*Work instructions:* Select each line in the records that contains the word "with" and copy it.

*Material:*
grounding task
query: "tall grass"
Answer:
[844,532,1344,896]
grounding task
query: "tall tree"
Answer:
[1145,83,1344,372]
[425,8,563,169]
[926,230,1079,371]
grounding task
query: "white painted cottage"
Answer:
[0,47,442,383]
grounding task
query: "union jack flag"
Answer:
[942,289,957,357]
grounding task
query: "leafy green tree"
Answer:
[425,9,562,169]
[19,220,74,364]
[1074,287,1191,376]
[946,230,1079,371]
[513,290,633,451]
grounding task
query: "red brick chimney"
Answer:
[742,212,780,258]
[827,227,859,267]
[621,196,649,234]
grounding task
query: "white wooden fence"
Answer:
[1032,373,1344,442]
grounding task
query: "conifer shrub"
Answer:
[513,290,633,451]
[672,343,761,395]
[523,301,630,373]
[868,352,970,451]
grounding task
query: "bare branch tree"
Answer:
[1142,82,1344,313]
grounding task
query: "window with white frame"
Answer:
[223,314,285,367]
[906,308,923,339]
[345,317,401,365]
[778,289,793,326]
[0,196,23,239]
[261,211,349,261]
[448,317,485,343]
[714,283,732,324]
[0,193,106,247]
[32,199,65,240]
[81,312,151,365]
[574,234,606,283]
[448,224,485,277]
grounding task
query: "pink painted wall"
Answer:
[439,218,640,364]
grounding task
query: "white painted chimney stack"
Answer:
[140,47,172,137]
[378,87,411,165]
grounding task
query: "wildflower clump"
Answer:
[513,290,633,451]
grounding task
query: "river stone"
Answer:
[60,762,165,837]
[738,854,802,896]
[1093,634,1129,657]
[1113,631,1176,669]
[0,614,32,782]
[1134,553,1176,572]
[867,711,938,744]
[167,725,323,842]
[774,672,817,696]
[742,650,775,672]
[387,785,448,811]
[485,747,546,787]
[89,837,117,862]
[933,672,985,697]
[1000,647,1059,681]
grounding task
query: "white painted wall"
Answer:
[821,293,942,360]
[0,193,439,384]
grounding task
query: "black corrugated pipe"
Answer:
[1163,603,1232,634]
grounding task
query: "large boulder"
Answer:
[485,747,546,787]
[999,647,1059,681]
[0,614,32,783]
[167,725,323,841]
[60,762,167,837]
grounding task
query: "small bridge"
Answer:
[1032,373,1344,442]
==
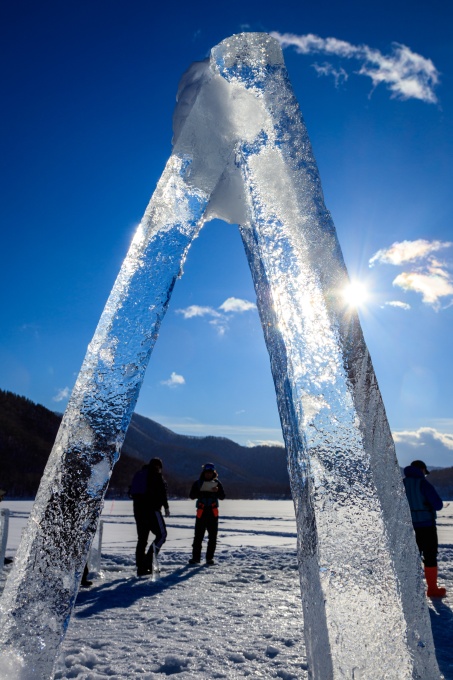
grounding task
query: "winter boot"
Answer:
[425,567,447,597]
* * *
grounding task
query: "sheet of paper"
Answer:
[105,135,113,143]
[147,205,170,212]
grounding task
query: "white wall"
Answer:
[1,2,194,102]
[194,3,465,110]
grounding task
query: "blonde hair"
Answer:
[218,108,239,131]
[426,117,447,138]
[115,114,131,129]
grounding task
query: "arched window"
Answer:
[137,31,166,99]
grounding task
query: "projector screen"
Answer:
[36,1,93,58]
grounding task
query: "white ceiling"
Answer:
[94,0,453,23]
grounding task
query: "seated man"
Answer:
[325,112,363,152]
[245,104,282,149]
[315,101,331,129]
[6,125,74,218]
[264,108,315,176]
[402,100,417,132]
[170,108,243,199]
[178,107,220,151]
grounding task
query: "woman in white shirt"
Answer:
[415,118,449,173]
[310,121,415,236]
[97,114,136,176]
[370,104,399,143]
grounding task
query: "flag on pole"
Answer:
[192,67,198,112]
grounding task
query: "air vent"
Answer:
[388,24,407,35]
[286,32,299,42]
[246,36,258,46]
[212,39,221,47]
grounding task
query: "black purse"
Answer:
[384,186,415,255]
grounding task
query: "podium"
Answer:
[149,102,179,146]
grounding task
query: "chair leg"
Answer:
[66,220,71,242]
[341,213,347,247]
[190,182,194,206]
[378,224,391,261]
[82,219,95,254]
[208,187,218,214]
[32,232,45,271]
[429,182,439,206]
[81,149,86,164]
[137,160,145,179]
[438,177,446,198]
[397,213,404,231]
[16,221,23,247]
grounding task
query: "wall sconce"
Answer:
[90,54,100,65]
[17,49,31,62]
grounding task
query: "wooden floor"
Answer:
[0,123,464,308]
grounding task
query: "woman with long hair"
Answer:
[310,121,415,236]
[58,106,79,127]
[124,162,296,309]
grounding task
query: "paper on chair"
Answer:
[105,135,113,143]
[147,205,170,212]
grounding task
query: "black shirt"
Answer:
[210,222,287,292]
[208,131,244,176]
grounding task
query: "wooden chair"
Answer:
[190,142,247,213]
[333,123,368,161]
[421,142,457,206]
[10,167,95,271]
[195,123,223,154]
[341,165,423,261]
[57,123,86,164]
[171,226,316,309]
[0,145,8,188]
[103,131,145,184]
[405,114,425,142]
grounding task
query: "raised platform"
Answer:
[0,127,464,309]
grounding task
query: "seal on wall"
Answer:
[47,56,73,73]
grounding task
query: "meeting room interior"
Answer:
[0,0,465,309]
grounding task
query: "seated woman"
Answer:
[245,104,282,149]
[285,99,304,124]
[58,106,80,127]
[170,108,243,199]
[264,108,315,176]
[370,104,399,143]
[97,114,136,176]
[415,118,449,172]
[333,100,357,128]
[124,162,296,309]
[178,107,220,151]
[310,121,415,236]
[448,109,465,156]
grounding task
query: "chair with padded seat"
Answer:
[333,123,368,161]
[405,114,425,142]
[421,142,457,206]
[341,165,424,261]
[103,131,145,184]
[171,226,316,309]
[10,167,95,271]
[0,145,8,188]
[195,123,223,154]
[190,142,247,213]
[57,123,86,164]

*Response to the exercise:*
query: "window with white frame"
query: "woman with long hair"
query: "chair with padded seat"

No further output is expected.